▸ **Work task**
Write out each entry, exactly the way it appears.

▸ **Information provided**
....

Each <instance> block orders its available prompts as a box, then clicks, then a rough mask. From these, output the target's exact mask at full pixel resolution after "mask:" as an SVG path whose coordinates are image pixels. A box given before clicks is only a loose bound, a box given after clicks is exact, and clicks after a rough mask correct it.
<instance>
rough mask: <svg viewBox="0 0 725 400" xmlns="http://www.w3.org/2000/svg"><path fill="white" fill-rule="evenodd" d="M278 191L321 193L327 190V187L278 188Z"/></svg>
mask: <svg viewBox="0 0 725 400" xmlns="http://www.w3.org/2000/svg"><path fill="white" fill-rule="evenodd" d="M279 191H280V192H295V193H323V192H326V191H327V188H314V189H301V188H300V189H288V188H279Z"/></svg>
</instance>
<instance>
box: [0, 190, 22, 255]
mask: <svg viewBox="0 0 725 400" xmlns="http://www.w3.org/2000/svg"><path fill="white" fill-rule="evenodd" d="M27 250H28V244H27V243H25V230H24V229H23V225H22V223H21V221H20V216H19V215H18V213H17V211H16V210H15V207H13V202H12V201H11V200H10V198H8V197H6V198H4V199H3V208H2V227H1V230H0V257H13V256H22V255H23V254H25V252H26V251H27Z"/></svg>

....

▸ **Task answer**
Each <instance> block orders its available prompts as a box, then clicks, then a rough mask. From these, output the target's exact mask at full pixel resolution after "mask:" as an SVG path whose coordinates are image pixels. A box given before clicks is only a loose bound, a box given after clicks is exact, and clicks after a rough mask correct it.
<instance>
rough mask: <svg viewBox="0 0 725 400" xmlns="http://www.w3.org/2000/svg"><path fill="white" fill-rule="evenodd" d="M278 191L321 193L327 190V187L278 188Z"/></svg>
mask: <svg viewBox="0 0 725 400" xmlns="http://www.w3.org/2000/svg"><path fill="white" fill-rule="evenodd" d="M279 191H280V192H295V193H323V192H326V191H327V188H314V189H301V188H300V189H288V188H279Z"/></svg>
</instance>
<instance>
box: [0, 190, 22, 255]
mask: <svg viewBox="0 0 725 400" xmlns="http://www.w3.org/2000/svg"><path fill="white" fill-rule="evenodd" d="M27 250H28V244H27V243H25V230H24V229H23V225H22V223H21V221H20V216H19V215H18V213H17V211H16V210H15V207H13V202H12V201H11V200H10V198H8V197H6V198H4V199H3V208H2V227H1V230H0V257H13V256H22V255H23V254H25V252H26V251H27Z"/></svg>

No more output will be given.